▶ _Textauszug_:
· · · ·
Der Altersalmanach für Niederösterreich zeigt, dass viele Ältere zu Hause leben möchten. Dies unterstreicht die Bedeutung mobiler Pflegedienste gegenüber stationären Pflegeheimen. Über 10.000 Menschen werden heute bereits durch mobile Betreuer unterstützt, aber der Arbeitskräftemangel in der Pflegebranche bleibt eine Herausforderung.

Bis 2030 werden 9.500 zusätzliche Pflegekräfte benötigt, wobei die Integration von Personal aus dem Ausland unerlässlich ist, da einheimische Arbeitskräfte allein nicht ausreichen. Wir begrüßen alle Initiativen und setzen auf gesellschaftliche Solidarität und Eigenverantwortung.

Konrad Kogler, Vorstand bei der NÖ Landesgesundheitsagentur (LGA)
· · · ·
▶ _Bereitgestelltes Material_:
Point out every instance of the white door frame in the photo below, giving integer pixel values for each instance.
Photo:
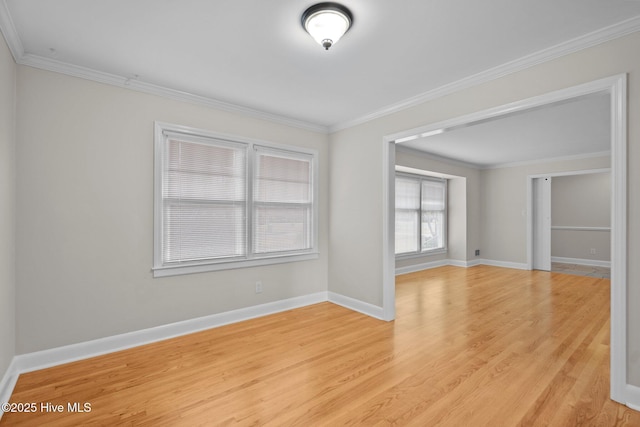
· · · ·
▶ _Aufgaben_:
[a] Drucken Sie aus dem Textauszug über die Pflege in Niederösterreich den Abschnitt wörtlich ab, der mit „Der Altersalmanach für“ beginnt und mit „bleibt eine Herausforderung.“ endet.
[b] Setzen Sie den Textauszug über die Pflege in Niederösterreich im Anschluss an seine letzte Zeile fort.
Das Material hat mit dem Textauszug nichts zu tun.

▶ _Lösungen_:
[a]
Der Altersalmanach für Niederösterreich zeigt, dass viele Ältere zu Hause leben möchten. Dies unterstreicht die Bedeutung mobiler Pflegedienste gegenüber stationären Pflegeheimen. Über 10.000 Menschen werden heute bereits durch mobile Betreuer unterstützt, aber der Arbeitskräftemangel in der Pflegebranche bleibt eine Herausforderung.

[b]
Um junge Menschen für den Pflegeberuf zu gewinnen, ist eine frühzeitige Sensibilisierung essenziell. Pflege sollte nicht nur als Beruf, sondern auch als Berufung verstanden werden. Angesichts der Präferenz vieler jüngerer Pflegekräfte für Teilzeitarbeit gilt es, effektive Anreize für Vollzeitarbeit zu schaffen.

Das aktuelle Lohnsystem, bei dem Teilzeitkräfte nahezu dasselbe wie Vollzeitkräfte verdienen, muss überdacht werden. Durch eine angemessene Anpassung der Vergütungsstrukturen können wir jungen Menschen zeigen, dass sich Leistung lohnt und sie so für mehr Arbeitsstunden in der Pflege motivieren. Eine gerechte Entlohnung in Pflegeberufen ist unerlässlich.

Gerlinde Göschlbauer, Obfrau ARGE für Pflege und Betreuung

Die Gesellschaft muss sich proaktiv auf das Altern vorbereiten. Initiativen wie 'Tut gut' und 'Community Nursing' tragen entscheidend durch Prävention und Aufklärung dazu bei, gesundes Altern und die Lebensqualität im Alter zu fördern. Trotzdem existieren Informationslücken, besonders wenn Angehörige mit dem komplexen Pflegesystem konfrontiert sind.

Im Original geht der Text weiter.